**EXERCISE DIRECTIONS**
Write out, word for word, the passage of the Superman #707 review that begins with the words "There's still the" and ends with "of previous issues.".

So yeah, it's a somewhat cuckoo ending and one that sort of distracts from the theme of moral ambiguity. Without that last page, this is a pretty insightful book from a series that's known for being about as insightful as a Rocky Balboa movie. For the first time in quite a while Superman has to wrestle with the moral ambiguity of being a hero. He sees a wrong in the world, but by correcting that wrong it only does more wrong. So he has to compromise and when it comes to what's right and wrong, Superman doesn't compromise. Well this time he had to make a decision and it forced him to confront his wife in a very unpleasant way. It may be a commentary on marriage as well in that even when you make a whole community happy, if you piss off your wife you might as well stick your dick in a toaster. It plays up Superman's humanity and for a guy that really isn't human, that goes a long way.
There's still the matter of that last page that sort of disrupts the vibe of this issue. Superman is left wrestling with this whole moral ambiguity concept and out of nowhere a bunch of Superpeople appear and claim to have the answers? Even in comics, you have to be somewhat high for that to be believable. There's also some of the little things like saving every worker in that plant when it fucking exploded. It's one of those little things that the Grounded arc has been good about covering until now. It's not so egregious that it makes you want to write an angry letter to the editor and cite articles of Scientific America and Wikipedia to point out all the bullshit. But it does prevent the comic from matching the awesome of previous issues.
With the previous issues in mind, Superman #707 is still pretty damn awesome. It's as pure a Superman story as you can get without putting on a costume and flying to Richard Donner's old house and shooting your own series of youtube videos. It shows conflict and strife in Superman's life without having to blow up the whole freakin' DC universe. Some of the little things and the ending are a little sketchy though. That's why for this issue I give it a 4 out of 5. Superman is still a hero of heroes and when he's confronted with moral ambiguity, it really does make for great story. It's part of what has made the Grounded arc so enjoyable and for anybody who appreciates this extra layer to a comic, then it's a great time to be a Superman fan. Nuff said!

**INFORMATION SUPPLIED**
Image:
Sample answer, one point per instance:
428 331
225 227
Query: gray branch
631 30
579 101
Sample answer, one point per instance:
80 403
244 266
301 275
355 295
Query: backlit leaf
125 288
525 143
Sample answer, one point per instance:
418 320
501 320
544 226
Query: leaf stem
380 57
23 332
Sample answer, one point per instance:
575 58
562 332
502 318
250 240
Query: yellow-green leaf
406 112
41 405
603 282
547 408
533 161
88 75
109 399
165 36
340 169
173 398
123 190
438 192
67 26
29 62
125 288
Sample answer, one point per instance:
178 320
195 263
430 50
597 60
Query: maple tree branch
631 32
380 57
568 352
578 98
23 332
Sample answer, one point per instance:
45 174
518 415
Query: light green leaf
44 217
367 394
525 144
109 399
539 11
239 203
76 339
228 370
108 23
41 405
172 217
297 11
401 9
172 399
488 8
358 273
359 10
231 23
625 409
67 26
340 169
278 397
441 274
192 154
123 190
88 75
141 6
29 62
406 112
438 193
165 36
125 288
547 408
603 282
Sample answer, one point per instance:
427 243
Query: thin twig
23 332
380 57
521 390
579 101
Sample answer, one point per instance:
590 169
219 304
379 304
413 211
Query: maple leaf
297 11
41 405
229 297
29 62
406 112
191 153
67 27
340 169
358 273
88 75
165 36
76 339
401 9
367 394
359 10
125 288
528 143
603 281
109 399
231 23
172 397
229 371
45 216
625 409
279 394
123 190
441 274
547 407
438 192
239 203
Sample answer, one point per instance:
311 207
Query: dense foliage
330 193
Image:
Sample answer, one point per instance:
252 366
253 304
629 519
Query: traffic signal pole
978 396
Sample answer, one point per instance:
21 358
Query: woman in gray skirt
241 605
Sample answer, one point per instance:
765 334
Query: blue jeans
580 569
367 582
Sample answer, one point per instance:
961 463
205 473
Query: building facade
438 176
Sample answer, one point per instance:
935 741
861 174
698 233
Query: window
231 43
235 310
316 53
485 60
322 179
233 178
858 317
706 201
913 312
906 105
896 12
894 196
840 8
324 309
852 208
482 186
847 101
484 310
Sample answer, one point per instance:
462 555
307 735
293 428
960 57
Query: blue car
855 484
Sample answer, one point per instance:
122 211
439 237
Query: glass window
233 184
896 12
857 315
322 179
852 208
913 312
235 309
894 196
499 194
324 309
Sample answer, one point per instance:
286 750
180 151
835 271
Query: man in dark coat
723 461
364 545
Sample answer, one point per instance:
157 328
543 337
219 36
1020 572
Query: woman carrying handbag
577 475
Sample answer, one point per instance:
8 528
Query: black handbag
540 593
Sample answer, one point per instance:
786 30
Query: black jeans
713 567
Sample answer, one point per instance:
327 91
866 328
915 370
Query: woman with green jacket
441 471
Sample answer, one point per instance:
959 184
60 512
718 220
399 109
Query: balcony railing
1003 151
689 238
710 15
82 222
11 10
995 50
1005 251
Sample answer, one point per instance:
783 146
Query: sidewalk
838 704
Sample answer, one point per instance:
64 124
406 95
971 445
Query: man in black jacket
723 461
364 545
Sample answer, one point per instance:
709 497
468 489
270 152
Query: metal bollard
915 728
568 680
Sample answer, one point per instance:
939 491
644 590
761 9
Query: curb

**ANSWER SECTION**
There's still the matter of that last page that sort of disrupts the vibe of this issue. Superman is left wrestling with this whole moral ambiguity concept and out of nowhere a bunch of Superpeople appear and claim to have the answers? Even in comics, you have to be somewhat high for that to be believable. There's also some of the little things like saving every worker in that plant when it fucking exploded. It's one of those little things that the Grounded arc has been good about covering until now. It's not so egregious that it makes you want to write an angry letter to the editor and cite articles of Scientific America and Wikipedia to point out all the bullshit. But it does prevent the comic from matching the awesome of previous issues.